### What to work on
Can you echo the entries that follow word for word, starting at the line that has "line, dropping a point on every instance." and stopping after the final line of the entries?

### Record set
********************
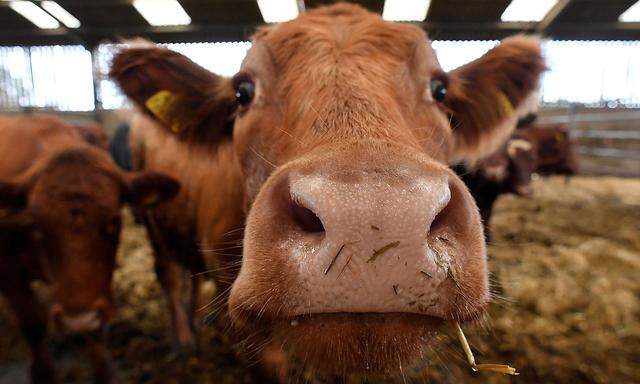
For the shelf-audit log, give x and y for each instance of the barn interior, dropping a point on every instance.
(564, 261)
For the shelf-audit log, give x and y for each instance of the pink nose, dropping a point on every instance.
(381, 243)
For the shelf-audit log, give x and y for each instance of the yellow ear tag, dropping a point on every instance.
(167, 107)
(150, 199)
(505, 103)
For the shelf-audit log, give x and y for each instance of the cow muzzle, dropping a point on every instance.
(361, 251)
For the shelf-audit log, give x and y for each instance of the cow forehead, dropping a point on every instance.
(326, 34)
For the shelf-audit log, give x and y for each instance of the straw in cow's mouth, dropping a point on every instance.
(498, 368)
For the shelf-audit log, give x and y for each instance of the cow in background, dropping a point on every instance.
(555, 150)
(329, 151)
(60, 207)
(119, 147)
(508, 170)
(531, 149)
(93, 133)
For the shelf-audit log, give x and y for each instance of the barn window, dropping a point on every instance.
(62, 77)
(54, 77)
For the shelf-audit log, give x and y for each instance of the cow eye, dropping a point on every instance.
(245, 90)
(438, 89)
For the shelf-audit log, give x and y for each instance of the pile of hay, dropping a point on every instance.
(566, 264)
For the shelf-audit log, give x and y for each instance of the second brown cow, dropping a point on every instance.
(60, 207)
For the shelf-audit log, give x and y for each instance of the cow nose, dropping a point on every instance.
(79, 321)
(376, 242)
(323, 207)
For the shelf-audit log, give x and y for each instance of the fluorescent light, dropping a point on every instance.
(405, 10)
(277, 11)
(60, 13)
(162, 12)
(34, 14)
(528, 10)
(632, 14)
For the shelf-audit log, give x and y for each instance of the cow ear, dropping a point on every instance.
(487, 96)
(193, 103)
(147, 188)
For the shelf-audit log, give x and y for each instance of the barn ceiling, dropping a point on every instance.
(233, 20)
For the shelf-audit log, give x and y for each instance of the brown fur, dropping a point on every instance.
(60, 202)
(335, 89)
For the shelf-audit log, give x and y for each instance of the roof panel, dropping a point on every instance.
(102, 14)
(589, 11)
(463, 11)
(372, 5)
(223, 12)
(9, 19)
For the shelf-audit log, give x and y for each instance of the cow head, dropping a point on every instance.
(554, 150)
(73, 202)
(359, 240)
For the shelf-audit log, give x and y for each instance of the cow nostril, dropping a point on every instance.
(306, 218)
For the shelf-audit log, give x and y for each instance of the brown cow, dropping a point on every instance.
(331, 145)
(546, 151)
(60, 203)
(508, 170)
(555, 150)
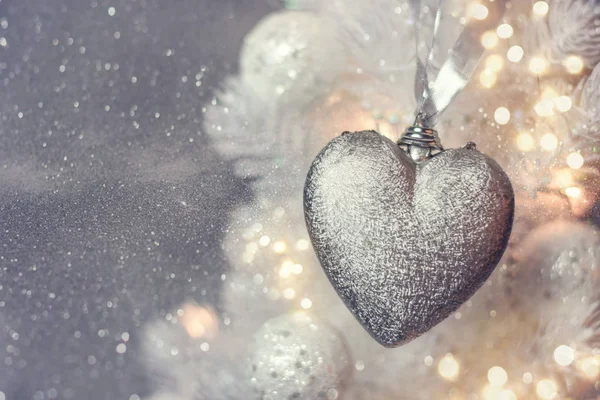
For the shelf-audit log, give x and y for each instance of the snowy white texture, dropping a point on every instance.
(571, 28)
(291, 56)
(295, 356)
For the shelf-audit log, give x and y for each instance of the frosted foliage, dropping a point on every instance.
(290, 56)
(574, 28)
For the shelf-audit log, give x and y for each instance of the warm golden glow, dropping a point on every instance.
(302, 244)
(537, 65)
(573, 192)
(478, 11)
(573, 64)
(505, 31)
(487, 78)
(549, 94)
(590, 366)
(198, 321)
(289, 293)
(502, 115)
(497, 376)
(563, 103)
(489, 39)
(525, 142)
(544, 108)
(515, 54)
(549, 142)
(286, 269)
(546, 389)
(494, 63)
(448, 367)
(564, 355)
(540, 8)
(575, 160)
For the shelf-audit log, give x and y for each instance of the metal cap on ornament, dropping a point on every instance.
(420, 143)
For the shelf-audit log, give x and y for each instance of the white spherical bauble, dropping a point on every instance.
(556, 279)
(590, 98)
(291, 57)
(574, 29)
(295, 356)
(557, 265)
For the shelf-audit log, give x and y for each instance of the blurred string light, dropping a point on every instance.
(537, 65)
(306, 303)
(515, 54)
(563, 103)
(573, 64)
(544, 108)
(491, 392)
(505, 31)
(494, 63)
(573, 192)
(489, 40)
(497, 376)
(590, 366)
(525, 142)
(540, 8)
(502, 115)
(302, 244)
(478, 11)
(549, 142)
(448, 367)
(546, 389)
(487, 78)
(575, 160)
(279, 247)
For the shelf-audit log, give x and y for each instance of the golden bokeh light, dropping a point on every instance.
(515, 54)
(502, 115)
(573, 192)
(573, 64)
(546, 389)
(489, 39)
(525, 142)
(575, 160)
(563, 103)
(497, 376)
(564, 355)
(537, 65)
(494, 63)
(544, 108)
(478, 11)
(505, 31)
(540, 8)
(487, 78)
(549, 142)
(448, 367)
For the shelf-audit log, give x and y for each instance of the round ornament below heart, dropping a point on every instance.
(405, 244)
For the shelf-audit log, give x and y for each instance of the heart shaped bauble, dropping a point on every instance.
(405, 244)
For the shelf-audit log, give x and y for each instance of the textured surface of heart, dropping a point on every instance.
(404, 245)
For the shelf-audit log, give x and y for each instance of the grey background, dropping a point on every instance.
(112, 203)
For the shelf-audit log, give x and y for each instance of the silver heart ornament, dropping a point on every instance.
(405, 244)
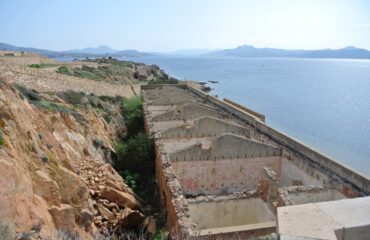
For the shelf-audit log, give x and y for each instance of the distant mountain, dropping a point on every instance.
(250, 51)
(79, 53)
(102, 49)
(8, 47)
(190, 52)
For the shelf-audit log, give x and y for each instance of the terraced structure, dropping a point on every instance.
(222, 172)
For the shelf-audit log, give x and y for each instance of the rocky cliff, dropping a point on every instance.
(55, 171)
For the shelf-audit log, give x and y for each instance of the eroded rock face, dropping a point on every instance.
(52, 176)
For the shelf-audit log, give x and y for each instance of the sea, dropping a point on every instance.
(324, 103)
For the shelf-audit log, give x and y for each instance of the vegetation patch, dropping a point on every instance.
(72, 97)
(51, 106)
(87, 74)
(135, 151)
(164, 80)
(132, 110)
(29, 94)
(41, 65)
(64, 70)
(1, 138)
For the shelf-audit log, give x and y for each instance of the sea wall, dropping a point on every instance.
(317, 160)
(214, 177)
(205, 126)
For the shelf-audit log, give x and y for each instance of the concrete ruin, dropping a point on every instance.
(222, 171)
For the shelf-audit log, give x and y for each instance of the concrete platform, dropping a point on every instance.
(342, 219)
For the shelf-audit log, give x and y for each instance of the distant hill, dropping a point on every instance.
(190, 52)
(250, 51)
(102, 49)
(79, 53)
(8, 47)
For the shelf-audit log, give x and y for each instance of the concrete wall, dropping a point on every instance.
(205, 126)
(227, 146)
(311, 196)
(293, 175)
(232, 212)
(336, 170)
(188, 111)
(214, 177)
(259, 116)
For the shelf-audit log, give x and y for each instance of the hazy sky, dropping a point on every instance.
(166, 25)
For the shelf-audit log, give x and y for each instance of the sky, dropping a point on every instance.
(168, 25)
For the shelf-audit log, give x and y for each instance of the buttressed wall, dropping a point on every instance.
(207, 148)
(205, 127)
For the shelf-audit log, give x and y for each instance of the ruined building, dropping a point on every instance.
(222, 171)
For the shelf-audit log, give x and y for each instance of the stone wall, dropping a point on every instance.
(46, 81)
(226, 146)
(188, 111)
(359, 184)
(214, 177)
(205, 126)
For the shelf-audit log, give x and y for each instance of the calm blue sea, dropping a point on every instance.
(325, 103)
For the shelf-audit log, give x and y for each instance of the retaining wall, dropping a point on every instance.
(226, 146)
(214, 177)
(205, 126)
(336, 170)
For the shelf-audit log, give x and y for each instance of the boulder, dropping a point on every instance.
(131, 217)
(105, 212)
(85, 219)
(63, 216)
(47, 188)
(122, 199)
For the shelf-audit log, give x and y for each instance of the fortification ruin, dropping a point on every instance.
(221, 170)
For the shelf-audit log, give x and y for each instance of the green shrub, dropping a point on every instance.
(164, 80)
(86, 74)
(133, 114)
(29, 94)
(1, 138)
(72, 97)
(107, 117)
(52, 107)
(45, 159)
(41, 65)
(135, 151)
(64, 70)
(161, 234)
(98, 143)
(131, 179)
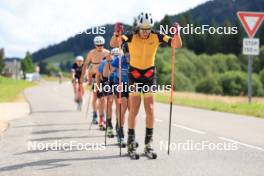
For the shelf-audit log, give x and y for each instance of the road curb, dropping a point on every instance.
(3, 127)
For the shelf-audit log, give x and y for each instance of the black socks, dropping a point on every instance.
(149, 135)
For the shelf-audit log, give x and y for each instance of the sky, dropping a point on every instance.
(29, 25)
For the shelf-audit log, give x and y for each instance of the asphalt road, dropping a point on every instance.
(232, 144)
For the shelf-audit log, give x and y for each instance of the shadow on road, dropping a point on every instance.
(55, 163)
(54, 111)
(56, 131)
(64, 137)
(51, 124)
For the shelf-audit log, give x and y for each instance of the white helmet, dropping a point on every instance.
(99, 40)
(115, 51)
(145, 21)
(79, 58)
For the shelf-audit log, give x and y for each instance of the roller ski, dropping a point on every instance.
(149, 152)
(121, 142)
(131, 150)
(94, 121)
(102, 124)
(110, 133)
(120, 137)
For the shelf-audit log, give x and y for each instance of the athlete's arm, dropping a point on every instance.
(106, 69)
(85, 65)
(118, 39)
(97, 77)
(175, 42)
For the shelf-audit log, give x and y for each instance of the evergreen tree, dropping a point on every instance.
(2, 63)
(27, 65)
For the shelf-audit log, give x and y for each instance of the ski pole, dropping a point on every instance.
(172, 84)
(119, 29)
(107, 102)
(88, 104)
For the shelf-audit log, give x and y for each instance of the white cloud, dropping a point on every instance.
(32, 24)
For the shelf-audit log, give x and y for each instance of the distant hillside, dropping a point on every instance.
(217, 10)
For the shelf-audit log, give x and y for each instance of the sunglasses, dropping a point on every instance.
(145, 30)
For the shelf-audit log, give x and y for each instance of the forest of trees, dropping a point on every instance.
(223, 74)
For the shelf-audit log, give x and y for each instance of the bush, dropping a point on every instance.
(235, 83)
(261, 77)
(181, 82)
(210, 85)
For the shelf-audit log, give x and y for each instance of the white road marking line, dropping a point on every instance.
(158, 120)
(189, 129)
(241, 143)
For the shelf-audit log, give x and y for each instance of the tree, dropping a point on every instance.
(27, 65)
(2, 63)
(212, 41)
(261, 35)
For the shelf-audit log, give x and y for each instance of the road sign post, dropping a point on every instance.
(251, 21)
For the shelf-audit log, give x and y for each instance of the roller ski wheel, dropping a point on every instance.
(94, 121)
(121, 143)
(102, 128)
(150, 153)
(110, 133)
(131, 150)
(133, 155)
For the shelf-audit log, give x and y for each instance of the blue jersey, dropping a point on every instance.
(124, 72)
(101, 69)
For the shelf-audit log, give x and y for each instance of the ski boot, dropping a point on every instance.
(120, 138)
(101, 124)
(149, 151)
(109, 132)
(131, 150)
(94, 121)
********************
### Full answer
For the shelf-audit log, give x and y for each instance of the white road marking line, dropping a point on every instance.
(158, 120)
(189, 129)
(241, 143)
For the shelf-audit log, give x and y for each instance of the tree, dropping a point on every instance.
(27, 65)
(2, 63)
(212, 41)
(261, 35)
For the shelf-audit log, give x and y for each instance of the road sign post, dropping a point on every instance.
(251, 21)
For the shelf-audit log, give x and y for each instance of the roller ski wheel, dropping a point on every instance.
(94, 121)
(121, 143)
(102, 128)
(150, 153)
(110, 133)
(131, 150)
(133, 155)
For the shelf-audit log, give x and y for each instance of the blue jersey, dropping a point on every instance.
(124, 72)
(101, 69)
For the shelf-audit log, give x and y for each instance of the ski boot, dropping a point on every instance.
(120, 138)
(101, 124)
(149, 151)
(109, 132)
(131, 150)
(94, 121)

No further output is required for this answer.